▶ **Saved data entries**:
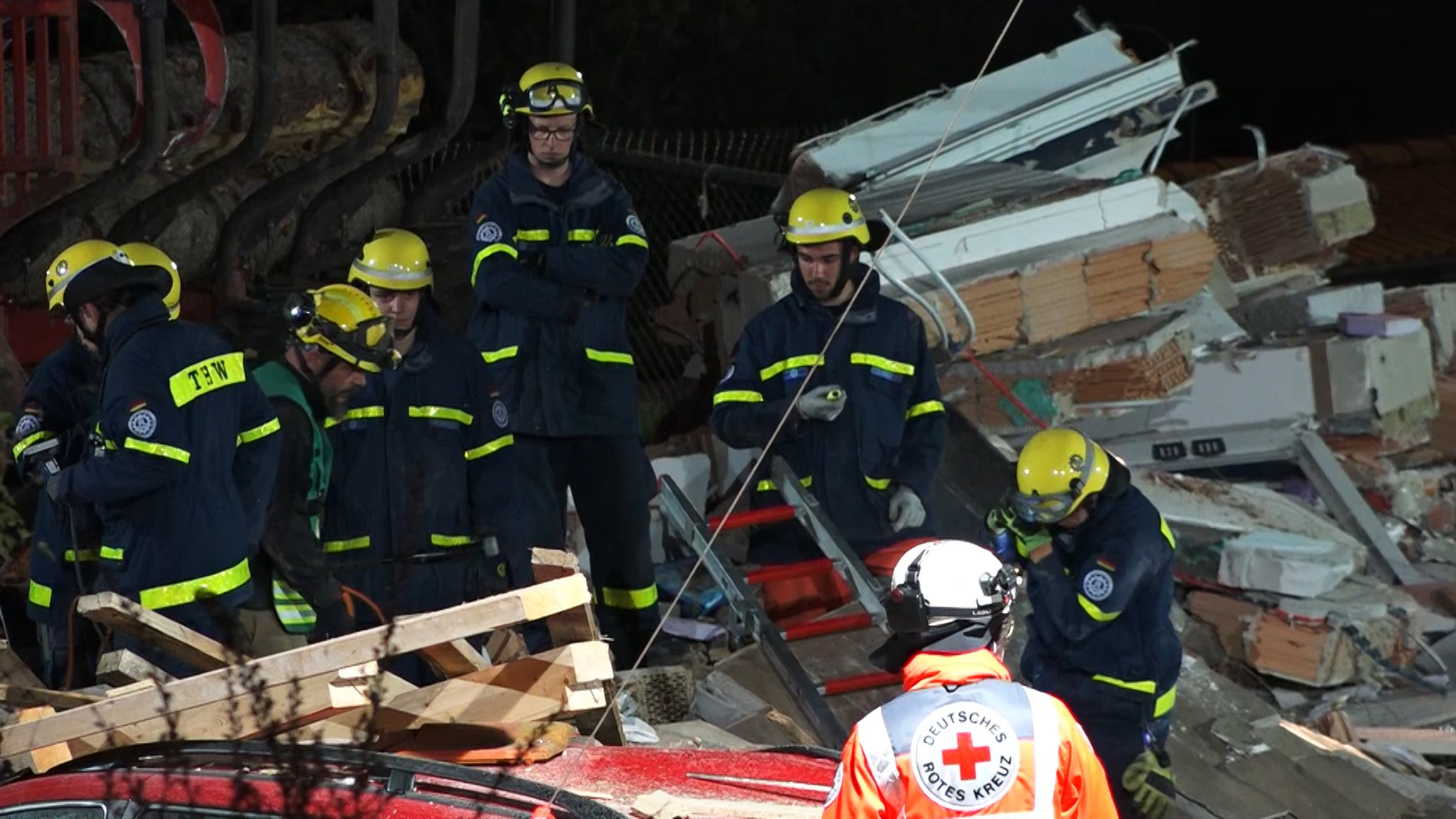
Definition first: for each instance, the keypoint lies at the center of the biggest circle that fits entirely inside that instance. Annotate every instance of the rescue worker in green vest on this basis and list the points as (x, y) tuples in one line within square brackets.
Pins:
[(337, 337), (421, 470), (186, 456)]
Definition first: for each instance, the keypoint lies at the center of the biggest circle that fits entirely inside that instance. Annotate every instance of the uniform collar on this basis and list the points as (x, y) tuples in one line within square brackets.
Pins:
[(139, 315), (928, 669)]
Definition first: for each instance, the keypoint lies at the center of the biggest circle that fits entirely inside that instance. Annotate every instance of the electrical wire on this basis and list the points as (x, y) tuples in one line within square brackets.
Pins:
[(804, 384)]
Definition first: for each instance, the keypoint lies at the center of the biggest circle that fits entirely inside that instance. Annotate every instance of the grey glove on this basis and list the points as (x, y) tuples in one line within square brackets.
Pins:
[(823, 402), (906, 509)]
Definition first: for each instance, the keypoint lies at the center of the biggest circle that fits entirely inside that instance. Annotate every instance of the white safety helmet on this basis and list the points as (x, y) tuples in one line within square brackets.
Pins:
[(954, 595)]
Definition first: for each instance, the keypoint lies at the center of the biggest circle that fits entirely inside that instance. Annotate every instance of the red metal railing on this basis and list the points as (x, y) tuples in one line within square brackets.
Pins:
[(36, 168)]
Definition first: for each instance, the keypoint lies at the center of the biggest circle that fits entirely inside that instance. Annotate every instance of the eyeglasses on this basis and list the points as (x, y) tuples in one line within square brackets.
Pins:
[(552, 134)]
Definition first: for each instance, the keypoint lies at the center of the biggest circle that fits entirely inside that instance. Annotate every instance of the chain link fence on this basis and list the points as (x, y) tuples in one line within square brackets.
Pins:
[(682, 183)]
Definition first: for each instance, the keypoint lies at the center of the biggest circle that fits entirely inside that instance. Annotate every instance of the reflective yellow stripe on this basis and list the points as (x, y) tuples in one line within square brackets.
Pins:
[(190, 591), (609, 358), (493, 356), (40, 595), (629, 598), (159, 449), (490, 251), (446, 413), (358, 413), (346, 545), (768, 486), (488, 448), (250, 436), (204, 376), (1161, 706), (737, 397), (925, 408), (1098, 614), (25, 444), (880, 362), (791, 365)]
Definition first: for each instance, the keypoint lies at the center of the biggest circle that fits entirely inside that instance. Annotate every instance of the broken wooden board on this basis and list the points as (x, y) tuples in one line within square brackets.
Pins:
[(216, 688), (25, 697), (533, 688), (455, 658), (119, 614), (124, 668)]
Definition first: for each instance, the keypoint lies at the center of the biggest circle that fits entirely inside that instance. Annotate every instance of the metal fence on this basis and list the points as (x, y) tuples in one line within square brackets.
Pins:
[(682, 183)]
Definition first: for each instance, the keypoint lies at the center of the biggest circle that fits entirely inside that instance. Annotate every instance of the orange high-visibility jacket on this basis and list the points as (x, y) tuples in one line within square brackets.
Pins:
[(964, 741)]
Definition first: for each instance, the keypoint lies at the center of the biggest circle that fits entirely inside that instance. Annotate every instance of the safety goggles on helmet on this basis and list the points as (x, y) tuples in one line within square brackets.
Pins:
[(907, 612), (1054, 508), (369, 346), (542, 98)]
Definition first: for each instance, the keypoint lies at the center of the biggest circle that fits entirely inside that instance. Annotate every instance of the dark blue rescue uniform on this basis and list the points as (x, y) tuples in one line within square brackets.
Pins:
[(1101, 638), (890, 433), (60, 404), (190, 459), (554, 272), (419, 477)]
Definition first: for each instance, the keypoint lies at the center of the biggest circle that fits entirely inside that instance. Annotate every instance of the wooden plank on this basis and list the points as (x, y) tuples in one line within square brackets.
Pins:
[(529, 690), (456, 658), (25, 697), (405, 634), (127, 668), (119, 614), (15, 670)]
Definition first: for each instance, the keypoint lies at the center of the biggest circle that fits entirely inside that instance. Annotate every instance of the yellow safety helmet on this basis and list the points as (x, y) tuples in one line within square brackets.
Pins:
[(144, 254), (72, 261), (393, 259), (547, 90), (1056, 471), (826, 215), (344, 321)]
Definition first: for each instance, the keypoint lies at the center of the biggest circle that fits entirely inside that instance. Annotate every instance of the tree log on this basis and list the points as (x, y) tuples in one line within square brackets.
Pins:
[(325, 79)]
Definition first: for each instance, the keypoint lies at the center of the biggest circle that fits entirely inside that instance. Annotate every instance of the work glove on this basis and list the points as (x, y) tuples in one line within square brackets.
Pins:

▶ **WHAT TO PRODUCE**:
Copy the rows from the line containing "of the white" up to and including the line containing "614), (124, 668)]", requests included, and increase every coordinate in the answers by 98.

▶ **COMPLETE RESPONSE**:
Definition first: for each instance, the keypoint lies at the center of the biggest circle that fits entirely inside that instance. Annotate every instance of the white safety helmet on this basis and list the points as (x, y) tuples in one line within square brackets.
Pins:
[(1052, 693)]
Definition first: for each instance, the keypoint lies at the center of the biggest circle that fits entirely inside that instance. Annotate every instance of the red metal railing on this basis and list the points as (x, y) tuples in one line within square brackets.
Pins:
[(134, 266)]
Definition first: for each instance, the keypoint lies at the center of the biggest circle that fits entirely inside that instance. Annotate every instance of the eyeglasses on this basis and list the points as (x, y) tuples in one line within square brackets.
Pins:
[(650, 232)]
Definition first: for each instance, the keypoint lies at the center of the biggest circle that fits entirely inside that instance. Annotate every instance of the chain link fence on this basis and list the points as (x, y) tuples in one line within square brackets.
Pins:
[(780, 281)]
Definition first: for each instance, the keypoint lies at the center of the biggest circle that fits entirely inside that instance. Annotate every instance of the reflective yellow stripe on this basis and list the points as (x, y) tuples in one line within square brackets.
Pins:
[(288, 689), (707, 456), (591, 454), (138, 693), (727, 696), (257, 547), (588, 349), (544, 511), (456, 511), (444, 643), (866, 584), (586, 546), (348, 534), (302, 474), (1259, 804), (835, 495), (1023, 506), (1196, 712), (123, 542), (978, 460), (889, 463)]
Definition first: for each instance, the keypoint lies at the center of the biggest circle that fits entirely inside that instance. Annotate every instance of the broken wooden board on this basis and list the points as (x, y) tuples in one line within square brackets.
Pins:
[(314, 786), (123, 795), (631, 786), (553, 756), (217, 712), (222, 766)]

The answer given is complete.